■ **PROBLEM**
Copy out, with no changes, the lines beginning at the one that contains "Target: bookcase with books" and running through the end of the records.

■ **DATA EXTRACT**
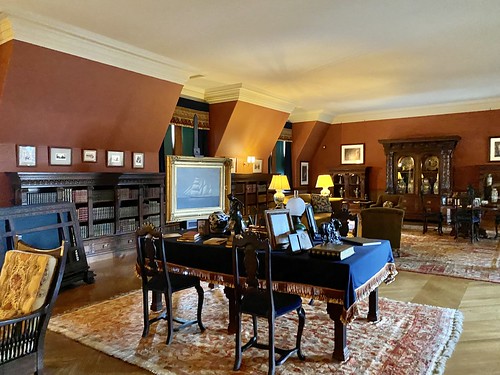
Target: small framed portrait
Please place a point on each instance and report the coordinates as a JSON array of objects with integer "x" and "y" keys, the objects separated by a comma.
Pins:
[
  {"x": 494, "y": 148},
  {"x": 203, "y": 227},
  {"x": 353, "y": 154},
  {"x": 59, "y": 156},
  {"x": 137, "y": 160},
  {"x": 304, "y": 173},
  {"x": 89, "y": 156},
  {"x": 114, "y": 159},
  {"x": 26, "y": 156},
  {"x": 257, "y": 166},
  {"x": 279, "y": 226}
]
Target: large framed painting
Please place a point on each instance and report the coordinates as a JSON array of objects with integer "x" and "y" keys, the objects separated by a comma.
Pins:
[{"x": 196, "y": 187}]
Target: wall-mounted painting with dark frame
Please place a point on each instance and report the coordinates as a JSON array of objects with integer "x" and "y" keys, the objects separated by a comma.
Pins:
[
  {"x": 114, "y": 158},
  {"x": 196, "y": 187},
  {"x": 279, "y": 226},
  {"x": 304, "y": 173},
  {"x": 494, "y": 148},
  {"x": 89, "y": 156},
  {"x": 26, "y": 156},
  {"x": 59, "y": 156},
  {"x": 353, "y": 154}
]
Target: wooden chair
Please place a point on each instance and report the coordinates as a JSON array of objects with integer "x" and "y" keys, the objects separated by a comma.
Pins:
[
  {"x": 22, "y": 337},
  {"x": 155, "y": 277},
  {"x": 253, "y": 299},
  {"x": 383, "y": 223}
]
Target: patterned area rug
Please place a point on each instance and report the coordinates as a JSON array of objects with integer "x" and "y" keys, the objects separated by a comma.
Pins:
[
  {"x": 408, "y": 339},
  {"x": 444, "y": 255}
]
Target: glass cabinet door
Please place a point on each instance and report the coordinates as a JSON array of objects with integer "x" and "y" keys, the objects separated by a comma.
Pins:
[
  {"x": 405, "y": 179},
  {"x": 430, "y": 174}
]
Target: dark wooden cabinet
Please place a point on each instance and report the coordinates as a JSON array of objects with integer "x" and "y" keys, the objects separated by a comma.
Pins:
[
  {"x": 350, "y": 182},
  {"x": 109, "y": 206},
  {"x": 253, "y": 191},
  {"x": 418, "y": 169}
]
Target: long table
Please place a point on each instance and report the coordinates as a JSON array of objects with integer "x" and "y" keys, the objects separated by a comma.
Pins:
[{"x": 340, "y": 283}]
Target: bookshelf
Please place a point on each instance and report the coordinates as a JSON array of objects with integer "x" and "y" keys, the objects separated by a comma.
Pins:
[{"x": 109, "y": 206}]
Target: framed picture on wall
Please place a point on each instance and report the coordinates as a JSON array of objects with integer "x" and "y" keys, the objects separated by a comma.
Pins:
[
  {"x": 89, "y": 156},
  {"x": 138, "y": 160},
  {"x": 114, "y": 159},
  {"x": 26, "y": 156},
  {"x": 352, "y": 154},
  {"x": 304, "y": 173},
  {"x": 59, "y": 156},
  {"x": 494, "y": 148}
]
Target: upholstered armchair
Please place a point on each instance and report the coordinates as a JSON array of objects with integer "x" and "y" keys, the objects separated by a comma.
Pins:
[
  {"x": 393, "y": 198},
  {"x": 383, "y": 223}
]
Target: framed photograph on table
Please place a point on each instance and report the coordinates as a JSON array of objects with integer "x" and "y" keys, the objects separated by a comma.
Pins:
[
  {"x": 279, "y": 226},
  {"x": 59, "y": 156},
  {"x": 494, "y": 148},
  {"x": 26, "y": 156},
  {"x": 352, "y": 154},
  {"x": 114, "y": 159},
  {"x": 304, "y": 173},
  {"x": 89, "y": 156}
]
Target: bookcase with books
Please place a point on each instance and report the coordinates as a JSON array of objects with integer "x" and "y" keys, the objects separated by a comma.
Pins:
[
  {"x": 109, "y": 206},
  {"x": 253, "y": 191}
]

■ **FINISHED EXERCISE**
Target: bookcase with books
Please place a point on each instance and report the coordinates as a JSON array of objects with integer "x" and "y" keys, the objects separated by a comma.
Pins:
[
  {"x": 109, "y": 206},
  {"x": 253, "y": 191}
]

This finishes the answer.